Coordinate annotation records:

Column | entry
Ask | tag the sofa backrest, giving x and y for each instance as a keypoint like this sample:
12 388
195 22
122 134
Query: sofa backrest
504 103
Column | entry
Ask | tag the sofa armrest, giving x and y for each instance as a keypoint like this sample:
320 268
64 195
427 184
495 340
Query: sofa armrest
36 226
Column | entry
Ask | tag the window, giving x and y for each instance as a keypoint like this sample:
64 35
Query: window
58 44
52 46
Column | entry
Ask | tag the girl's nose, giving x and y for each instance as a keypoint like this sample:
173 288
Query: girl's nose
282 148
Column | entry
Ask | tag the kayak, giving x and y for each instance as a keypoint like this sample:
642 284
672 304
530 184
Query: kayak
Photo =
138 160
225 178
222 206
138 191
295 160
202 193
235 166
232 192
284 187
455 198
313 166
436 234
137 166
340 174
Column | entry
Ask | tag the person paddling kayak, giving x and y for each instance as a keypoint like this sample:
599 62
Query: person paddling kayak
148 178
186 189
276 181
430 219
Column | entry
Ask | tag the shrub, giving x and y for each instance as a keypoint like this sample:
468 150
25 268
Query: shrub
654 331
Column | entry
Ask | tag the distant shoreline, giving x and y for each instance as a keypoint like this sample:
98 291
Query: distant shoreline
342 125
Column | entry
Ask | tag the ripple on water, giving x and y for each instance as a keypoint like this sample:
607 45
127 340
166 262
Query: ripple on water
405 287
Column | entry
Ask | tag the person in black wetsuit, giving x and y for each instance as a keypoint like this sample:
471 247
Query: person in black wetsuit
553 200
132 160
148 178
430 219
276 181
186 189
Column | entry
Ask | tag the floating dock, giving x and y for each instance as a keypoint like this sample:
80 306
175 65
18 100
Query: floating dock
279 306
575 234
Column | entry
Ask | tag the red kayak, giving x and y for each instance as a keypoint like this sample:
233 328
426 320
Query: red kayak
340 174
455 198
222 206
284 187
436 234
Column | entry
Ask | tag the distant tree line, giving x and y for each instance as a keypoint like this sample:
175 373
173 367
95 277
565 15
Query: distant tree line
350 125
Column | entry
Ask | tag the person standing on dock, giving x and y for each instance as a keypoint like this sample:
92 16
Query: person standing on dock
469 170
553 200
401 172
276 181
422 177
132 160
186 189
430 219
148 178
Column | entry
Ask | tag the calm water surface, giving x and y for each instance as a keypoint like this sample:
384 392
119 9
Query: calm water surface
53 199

● **Brief**
Print the complete listing again, exactly as it stands.

● **Written response**
Column | entry
Ask | tag the sofa backrest, giving x and y for each instance as a keypoint like this sample:
12 388
195 22
122 134
Query: sofa backrest
504 103
Column | entry
Ask | tag the sofa armrest, giving x and y for each instance as a keypoint like this sample:
320 268
64 195
427 184
495 340
Query: sofa armrest
36 226
Column | entry
Ask | tag the window, giving x and y for each instance as a keypoint like this sample:
64 35
Query: window
58 44
52 46
Column | entry
Ask | tag the girl's nose, giving x and y for each instance as a keypoint like this sample:
173 288
Query: girl's nose
282 148
Column | entry
Ask | tag the kayak, giving x and y for each instance as a keypoint like this sample:
642 284
672 304
530 184
Query: kayak
Photo =
138 160
225 178
222 206
138 191
295 160
202 193
235 166
232 192
284 187
455 198
313 166
436 234
137 166
340 174
Column | entry
Ask | tag the person paddling kayak, giving x and y for each instance as a keypoint like this sample:
599 62
Query: person paddling kayak
148 178
186 189
276 181
430 219
Column | entry
Ask | tag the shrub, giving x and y for each instance as a keypoint like this sample:
468 150
25 268
Query: shrub
654 331
Column | entry
Ask | tag the distant shoreline, giving x and y for each instance as a keypoint like this sample:
98 291
Query: distant shoreline
342 125
Column | entry
Ask | tag the ripple on water, giving x and y for each instance as a keypoint like this sample:
607 45
127 340
166 262
Query: ripple on water
405 287
Column | entry
Ask | tag the person in black wetsuit, giving x and y for each instance as a keypoint like this sample:
471 247
Query: person in black wetsuit
553 200
132 160
148 178
430 219
276 181
186 189
Column | entry
Ask | tag the floating dock, giving x and y for each instance as a keypoint like this sample:
80 306
175 65
18 100
Query: floating dock
279 306
575 234
Column | entry
Ask | tag the red kayak, giving x and y for each instance as a keypoint like this sample:
233 328
426 320
Query: red kayak
340 174
455 198
222 206
284 187
436 234
Column | entry
Ask | tag the distant tree line, giving x and y for each instance as a keypoint like this sample:
175 373
173 367
95 277
565 15
Query: distant tree line
350 125
Column | entry
Ask | tag the person standing on dock, giving x and y for each instance as a keypoint like this sample:
92 16
Query: person standing on dock
469 170
553 200
401 172
276 181
422 177
132 160
186 189
430 219
148 178
Column | entry
Ask | tag the calm water surface, giving x and y for each instance as a keypoint like this sample:
384 392
119 9
Query: calm water surface
53 199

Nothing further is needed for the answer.